[Coordinate annotation entries]
********

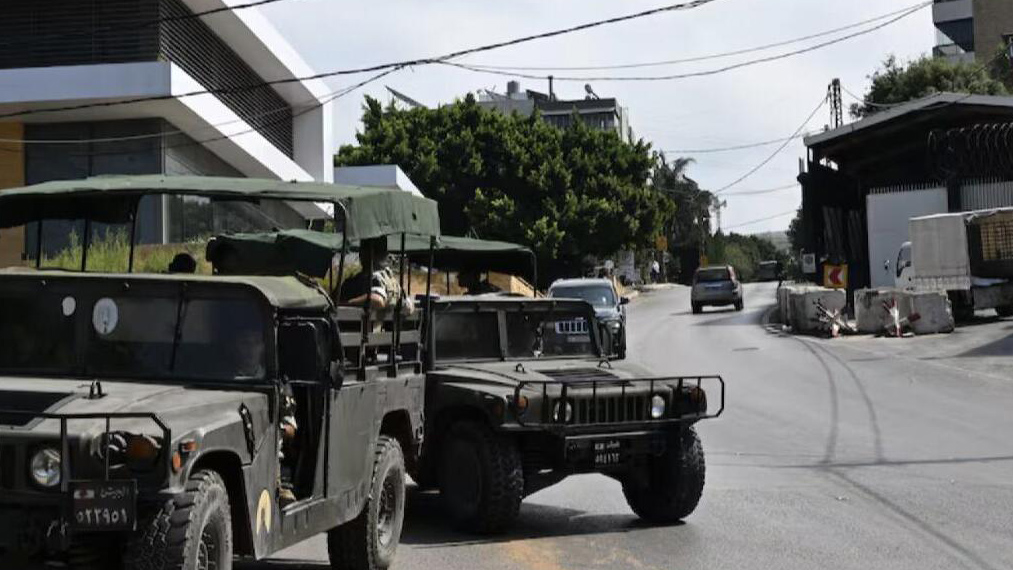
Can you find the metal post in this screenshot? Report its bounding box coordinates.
[81,218,91,273]
[388,232,411,378]
[35,217,43,269]
[419,236,435,369]
[127,198,139,273]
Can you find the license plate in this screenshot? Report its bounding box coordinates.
[70,481,137,531]
[593,439,626,467]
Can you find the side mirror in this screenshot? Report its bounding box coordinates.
[278,321,331,382]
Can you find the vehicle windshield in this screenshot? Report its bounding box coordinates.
[434,309,598,360]
[0,283,266,380]
[549,283,616,309]
[696,267,731,283]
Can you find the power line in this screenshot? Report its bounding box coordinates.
[723,182,798,196]
[0,0,718,119]
[714,95,827,194]
[433,3,931,82]
[0,0,299,47]
[724,209,798,230]
[663,133,811,154]
[469,2,932,71]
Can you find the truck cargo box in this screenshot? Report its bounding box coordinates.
[909,208,1013,291]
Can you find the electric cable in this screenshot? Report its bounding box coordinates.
[722,208,798,230]
[714,95,828,195]
[0,0,718,119]
[469,1,932,71]
[432,0,931,82]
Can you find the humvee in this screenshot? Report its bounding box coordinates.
[417,297,724,533]
[0,176,439,570]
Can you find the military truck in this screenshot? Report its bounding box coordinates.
[0,176,439,570]
[416,297,724,533]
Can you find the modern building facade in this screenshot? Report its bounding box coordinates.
[0,0,333,266]
[932,0,1013,63]
[478,81,633,142]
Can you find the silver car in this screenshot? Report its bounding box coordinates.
[690,265,743,315]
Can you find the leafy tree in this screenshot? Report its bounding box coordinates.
[851,56,1009,118]
[335,95,675,277]
[651,154,714,282]
[707,232,789,281]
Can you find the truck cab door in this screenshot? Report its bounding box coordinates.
[894,242,915,291]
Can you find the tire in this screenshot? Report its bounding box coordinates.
[440,421,524,535]
[623,427,706,524]
[124,471,232,570]
[327,435,405,570]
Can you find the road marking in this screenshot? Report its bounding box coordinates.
[501,539,566,570]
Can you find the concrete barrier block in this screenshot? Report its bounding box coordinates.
[911,291,956,334]
[855,289,912,334]
[784,286,848,332]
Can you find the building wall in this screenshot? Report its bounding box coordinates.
[973,0,1013,62]
[0,0,295,158]
[0,123,24,267]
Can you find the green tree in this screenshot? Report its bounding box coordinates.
[651,154,714,282]
[851,56,1009,118]
[335,95,675,285]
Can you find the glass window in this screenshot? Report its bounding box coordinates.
[549,284,616,308]
[434,312,501,360]
[695,267,731,283]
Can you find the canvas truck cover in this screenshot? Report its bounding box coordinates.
[0,175,440,240]
[208,230,534,277]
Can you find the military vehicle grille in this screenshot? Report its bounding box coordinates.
[541,369,650,425]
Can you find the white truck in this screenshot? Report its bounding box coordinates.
[897,208,1013,320]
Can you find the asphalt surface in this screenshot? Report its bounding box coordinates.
[241,284,1013,570]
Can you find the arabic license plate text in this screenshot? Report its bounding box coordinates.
[70,481,137,531]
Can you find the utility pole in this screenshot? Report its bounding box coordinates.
[711,197,728,233]
[827,78,844,129]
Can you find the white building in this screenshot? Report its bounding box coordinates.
[0,0,333,266]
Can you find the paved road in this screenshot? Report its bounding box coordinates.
[248,286,1013,570]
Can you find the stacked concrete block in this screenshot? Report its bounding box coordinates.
[911,291,956,334]
[855,289,912,334]
[855,289,954,334]
[777,286,848,333]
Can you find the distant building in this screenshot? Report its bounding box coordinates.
[932,0,1013,63]
[478,81,633,143]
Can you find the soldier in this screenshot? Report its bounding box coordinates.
[338,239,414,314]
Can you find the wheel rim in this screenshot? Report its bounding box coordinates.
[377,471,398,547]
[197,522,222,570]
[447,443,482,510]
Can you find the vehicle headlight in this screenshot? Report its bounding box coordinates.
[650,394,665,419]
[552,400,573,423]
[31,447,61,488]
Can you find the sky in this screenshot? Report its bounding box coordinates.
[258,0,935,233]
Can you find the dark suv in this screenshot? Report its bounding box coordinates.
[690,265,743,315]
[548,278,630,359]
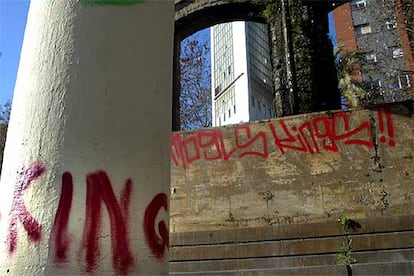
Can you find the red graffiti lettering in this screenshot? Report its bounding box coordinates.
[7,162,45,255]
[171,110,395,169]
[234,125,269,158]
[171,130,236,169]
[312,116,339,152]
[332,112,374,148]
[269,120,307,154]
[143,193,168,261]
[79,171,134,274]
[377,107,395,147]
[51,172,73,263]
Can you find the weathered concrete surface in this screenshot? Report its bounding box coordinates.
[170,101,414,232]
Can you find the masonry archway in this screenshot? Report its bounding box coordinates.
[172,0,349,130]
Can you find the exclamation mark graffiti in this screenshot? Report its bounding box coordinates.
[377,108,395,147]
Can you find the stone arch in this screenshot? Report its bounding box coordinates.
[173,0,349,130]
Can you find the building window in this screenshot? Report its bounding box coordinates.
[355,23,372,35]
[392,48,404,58]
[365,53,377,62]
[381,19,397,30]
[398,74,411,88]
[351,0,367,10]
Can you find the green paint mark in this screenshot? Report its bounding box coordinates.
[81,0,144,6]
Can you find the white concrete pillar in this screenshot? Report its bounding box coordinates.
[0,0,174,275]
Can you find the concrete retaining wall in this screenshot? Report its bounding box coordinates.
[170,101,414,232]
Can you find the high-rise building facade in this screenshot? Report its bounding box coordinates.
[210,21,274,126]
[333,0,414,102]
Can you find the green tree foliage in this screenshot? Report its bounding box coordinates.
[335,44,366,107]
[180,38,211,130]
[0,101,11,172]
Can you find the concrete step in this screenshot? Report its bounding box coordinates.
[170,262,414,276]
[170,248,414,272]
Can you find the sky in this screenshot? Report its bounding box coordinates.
[0,0,30,105]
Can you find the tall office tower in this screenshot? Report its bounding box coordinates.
[210,21,274,126]
[333,0,414,102]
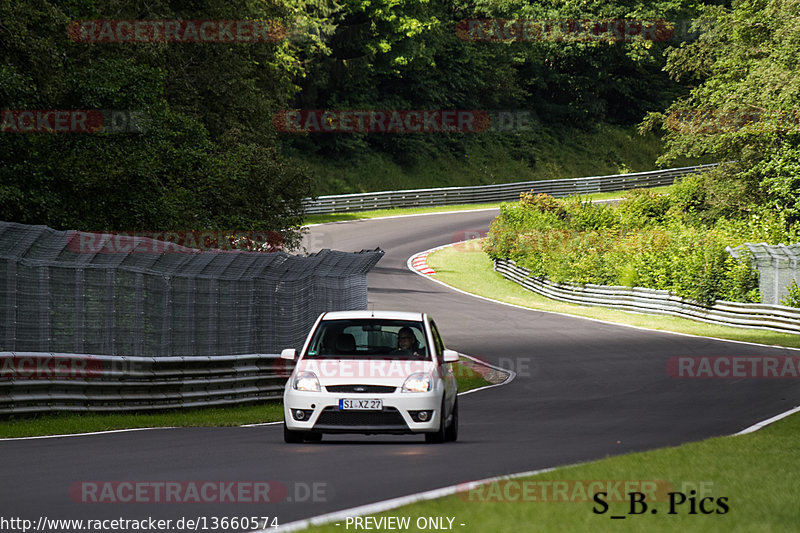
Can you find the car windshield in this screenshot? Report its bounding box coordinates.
[305,318,428,360]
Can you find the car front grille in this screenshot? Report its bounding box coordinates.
[314,407,408,431]
[325,385,397,394]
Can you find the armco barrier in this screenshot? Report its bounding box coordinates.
[304,163,717,215]
[0,352,291,414]
[494,259,800,333]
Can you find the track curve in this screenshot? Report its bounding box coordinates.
[0,210,800,531]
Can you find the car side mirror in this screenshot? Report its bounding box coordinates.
[443,350,458,363]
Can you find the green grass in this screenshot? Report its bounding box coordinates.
[305,186,669,224]
[428,241,800,348]
[0,401,283,437]
[309,415,800,533]
[293,125,693,196]
[305,202,503,224]
[0,362,490,438]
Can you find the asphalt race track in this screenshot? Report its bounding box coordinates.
[0,211,800,531]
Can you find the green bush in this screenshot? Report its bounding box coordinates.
[781,279,800,307]
[484,191,764,305]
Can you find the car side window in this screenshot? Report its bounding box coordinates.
[431,320,444,365]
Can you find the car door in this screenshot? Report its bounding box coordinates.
[430,320,458,415]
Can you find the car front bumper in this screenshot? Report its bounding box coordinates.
[283,389,442,434]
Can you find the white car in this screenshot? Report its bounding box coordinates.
[281,311,459,443]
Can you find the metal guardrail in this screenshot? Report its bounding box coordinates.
[0,352,292,414]
[303,163,717,215]
[494,259,800,333]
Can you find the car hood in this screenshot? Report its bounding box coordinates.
[295,359,436,387]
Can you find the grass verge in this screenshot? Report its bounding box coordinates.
[0,359,491,438]
[302,415,800,533]
[305,186,669,224]
[427,241,800,348]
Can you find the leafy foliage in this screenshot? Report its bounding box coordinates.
[641,0,800,228]
[484,187,772,305]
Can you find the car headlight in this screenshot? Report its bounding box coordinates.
[292,372,320,392]
[403,372,433,392]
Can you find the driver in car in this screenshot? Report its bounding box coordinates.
[392,326,425,357]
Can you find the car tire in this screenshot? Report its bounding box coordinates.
[444,396,458,442]
[425,398,447,444]
[283,421,303,444]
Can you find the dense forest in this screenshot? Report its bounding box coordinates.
[0,0,800,244]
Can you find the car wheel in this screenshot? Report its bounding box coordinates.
[283,421,303,444]
[444,397,458,442]
[425,398,446,444]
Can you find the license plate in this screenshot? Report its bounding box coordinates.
[339,398,383,411]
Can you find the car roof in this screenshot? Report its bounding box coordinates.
[322,310,425,322]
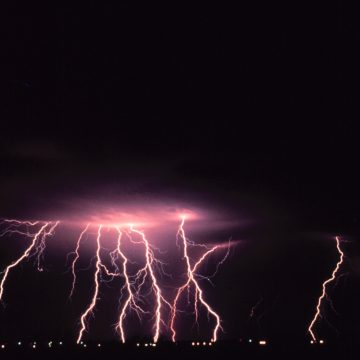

********

Given instruction: Reproduce the data from its beginning up to and including the line containing "[593,439,626,467]", leaving out the pictures.

Exercise result:
Can you find the metal post in this screenshot? Report its bounding box coordinates.
[81,218,91,273]
[388,232,411,378]
[35,217,43,269]
[419,236,435,369]
[127,198,139,273]
Can you find the license plate in this screenshot? Report its bounding box coordinates.
[70,481,137,531]
[593,439,626,467]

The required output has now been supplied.